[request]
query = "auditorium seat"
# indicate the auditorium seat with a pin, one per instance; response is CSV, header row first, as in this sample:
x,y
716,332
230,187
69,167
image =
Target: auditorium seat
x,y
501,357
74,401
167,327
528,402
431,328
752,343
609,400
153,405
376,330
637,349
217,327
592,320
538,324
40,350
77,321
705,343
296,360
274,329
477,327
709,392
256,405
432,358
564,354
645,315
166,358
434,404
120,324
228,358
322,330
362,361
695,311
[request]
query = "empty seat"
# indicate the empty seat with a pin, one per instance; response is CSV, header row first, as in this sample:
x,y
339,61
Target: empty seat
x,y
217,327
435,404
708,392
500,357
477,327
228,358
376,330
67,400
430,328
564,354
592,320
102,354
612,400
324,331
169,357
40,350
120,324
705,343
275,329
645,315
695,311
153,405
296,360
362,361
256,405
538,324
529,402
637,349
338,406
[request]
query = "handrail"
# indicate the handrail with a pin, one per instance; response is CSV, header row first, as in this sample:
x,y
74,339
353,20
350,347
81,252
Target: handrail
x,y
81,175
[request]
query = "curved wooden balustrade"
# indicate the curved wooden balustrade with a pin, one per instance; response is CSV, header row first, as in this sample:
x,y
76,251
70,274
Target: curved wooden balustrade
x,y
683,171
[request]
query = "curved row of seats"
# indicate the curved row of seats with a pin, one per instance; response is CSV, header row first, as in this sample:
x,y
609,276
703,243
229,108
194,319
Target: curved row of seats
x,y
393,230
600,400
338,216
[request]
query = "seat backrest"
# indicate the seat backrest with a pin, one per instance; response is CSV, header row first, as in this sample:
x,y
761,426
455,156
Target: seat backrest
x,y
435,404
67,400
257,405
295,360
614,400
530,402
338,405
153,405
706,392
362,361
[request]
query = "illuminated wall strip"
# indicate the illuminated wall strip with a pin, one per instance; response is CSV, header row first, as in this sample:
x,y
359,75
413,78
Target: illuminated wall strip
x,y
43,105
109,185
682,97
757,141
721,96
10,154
======
* [WHAT IS NEEDED]:
Set down each line of the material above without a single alteration.

* [ANSWER SECTION]:
[request]
query = "auditorium seat"
# indicate the auditorium seat with a pin, one per instance; response is CSV, header row first, as in this sample:
x,y
716,332
230,187
69,167
image =
Target: auditorium seat
x,y
501,357
74,401
167,327
528,402
431,328
752,343
609,400
153,405
376,330
637,349
217,327
592,320
538,324
40,350
77,321
705,343
296,360
274,329
477,327
709,392
256,405
432,358
564,354
645,315
166,358
434,404
120,324
228,358
322,330
362,361
695,311
[request]
query = "empty seat"
# indicate the empty seat with a pin, one per instance; response is CSV, header row first, as in this sample:
x,y
339,61
Target: empty seat
x,y
217,327
435,404
708,392
500,357
477,327
228,358
376,330
67,400
430,328
564,354
592,320
102,354
612,400
324,331
169,357
40,350
120,324
705,343
275,329
645,315
695,311
153,405
296,360
362,361
256,405
538,324
529,402
637,349
338,406
[request]
query = "handrail"
# indicate the handrail with a pin, one per instance; response is CSV, header row first, as in this sample:
x,y
74,339
353,20
350,347
81,252
Target: handrail
x,y
81,175
[request]
query = "curved wooden balustrade"
# indicate the curved wooden balustrade with a pin, one per instance; response is CSV, header row first, as in this sample:
x,y
76,251
70,274
Target: curved wooden balustrade
x,y
683,171
[request]
query = "curved row of seats"
# indicate the curved row of seats with a pin, one per instance; response is CSV, header row first, as in this sample:
x,y
609,276
703,243
229,108
194,319
Target: curved row of seats
x,y
393,230
600,400
338,216
[request]
query = "seat backrest"
# indicate the seat backrest with a pin, one per instance; response is CSV, header row first, as in this sample:
x,y
761,426
455,156
Target: seat backrest
x,y
435,404
67,400
257,405
295,360
614,400
530,402
338,405
153,405
706,392
362,361
[request]
query = "illuminated wall strip"
# indicate the illuminated wall strip with a pin, one per instance; response is CSV, header row first, as in this sample:
x,y
359,75
413,78
Target: illuminated wall strip
x,y
43,105
109,185
682,97
757,141
721,96
10,154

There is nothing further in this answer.